**TASK REQUIREMENTS:**
**1)** In the post on mortgage foreclosures, which representatives signed the letter sent to Fannie Mae?
**2)** Quote the section of the post on mortgage foreclosures that opens with the words containing "Oh, what a tangled" and closes with "homes as possible.".
**3)** Write the next few paragraphs of the post on mortgage foreclosures, starting after its final sentence.

**READING TEXT:**
------------------------------------------------------------------------

Oh, what a tangled we we weave,
When first we practise to deceive!
- Sir Walter Scott, Marmion (1808)
Earlier this week I posted on how a culture of lies developed in our real estate markets to such a degree that Wall Street and other market insiders:
* Knew the real estate industry was producing toxic mortgage loans.
* Purchased insurance for these toxic loans and/or the toxic securities (that the toxic loans were thrown into), knowing that the underlying loans would likely fail.
* Are reacting to the irregularities and fraud now being discovered (in the loan origination process) by ignoring basic and legally mandated procedures in an effort to foreclose on as many homes as possible.
This is what makes the following so interesting ...
Today, courtesy of Zero Hedge, we learn that not only are financial servicers for the mortgage industry foreclosing on mortgages which nobody apparently owns the title, but (according to a letter from Congress sent to Fannie Mae) the industry is now outsourcing their foreclosure avoidance obligations to legal firms and lawyers "who specialize in kicking people out of their homes."
So much for doing what's in the best interest of the homeowner, and the consumer. But wait. It gets better.
From the same letter signed by Reps. Frank, Grayson, and Brown, we also find out that some of these firms have been accused of "fabricating or backdating documents, as well as lying to conceal the true owner of the document."

------------------------------------------------------------------------

**INFORMATION GIVEN:**
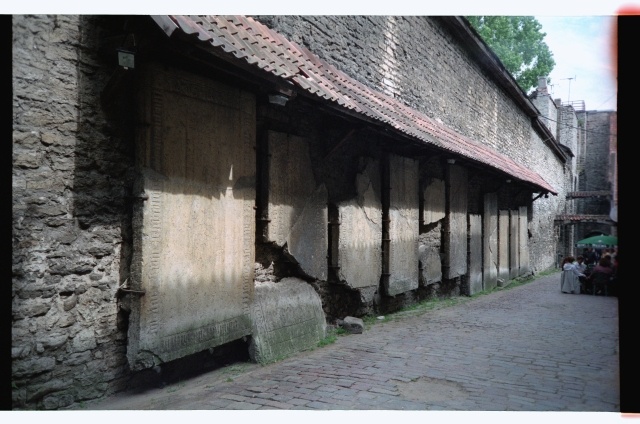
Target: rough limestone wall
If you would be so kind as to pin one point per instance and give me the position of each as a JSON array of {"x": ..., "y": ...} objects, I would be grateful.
[
  {"x": 545, "y": 236},
  {"x": 70, "y": 178},
  {"x": 597, "y": 158},
  {"x": 416, "y": 60},
  {"x": 548, "y": 111},
  {"x": 568, "y": 136}
]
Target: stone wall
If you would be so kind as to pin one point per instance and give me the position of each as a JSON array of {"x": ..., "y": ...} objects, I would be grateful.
[
  {"x": 416, "y": 60},
  {"x": 73, "y": 178},
  {"x": 72, "y": 173}
]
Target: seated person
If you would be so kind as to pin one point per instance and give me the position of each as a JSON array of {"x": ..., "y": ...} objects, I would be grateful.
[{"x": 603, "y": 272}]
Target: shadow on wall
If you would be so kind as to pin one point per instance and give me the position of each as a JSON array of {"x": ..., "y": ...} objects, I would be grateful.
[{"x": 103, "y": 178}]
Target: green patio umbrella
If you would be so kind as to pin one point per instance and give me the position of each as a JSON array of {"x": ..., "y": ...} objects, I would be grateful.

------------------------------------------------------------------------

**ANSWERS TO THE EXERCISES:**
**1)** Reps. Frank, Grayson, and Brown signed it.

**2)**
Oh, what a tangled we we weave,
When first we practise to deceive!
- Sir Walter Scott, Marmion (1808)
Earlier this week I posted on how a culture of lies developed in our real estate markets to such a degree that Wall Street and other market insiders:
* Knew the real estate industry was producing toxic mortgage loans.
* Purchased insurance for these toxic loans and/or the toxic securities (that the toxic loans were thrown into), knowing that the underlying loans would likely fail.
* Are reacting to the irregularities and fraud now being discovered (in the loan origination process) by ignoring basic and legally mandated procedures in an effort to foreclose on as many homes as possible.

**3)**
And why not? If the industry had to go by the book, and tried to establish ownership and follow proper due diligence procedures, they wouldn't make as much money.
This might help explain why the financial service industry now seems willing to counterfeit court summons in an effort to create more efficient foreclosure mills. As Rep. Grayson's office points out:
"Apparently what’s happening is that private process servicer companies may not be serving people with summons, and are simply counterfeiting the documents so they can keep the fees without doing the work. That means that you could theoretically be foreclosed on without ever knowing there was even a foreclosure case against you."
There's more, but you get the picture. Fraud, deceit, and a culture of lies - and not simply over leveraged borrowers - are the primary culprits behind our current real estate and mortgage mess.
However you look at it, none of this bodes well for home owners.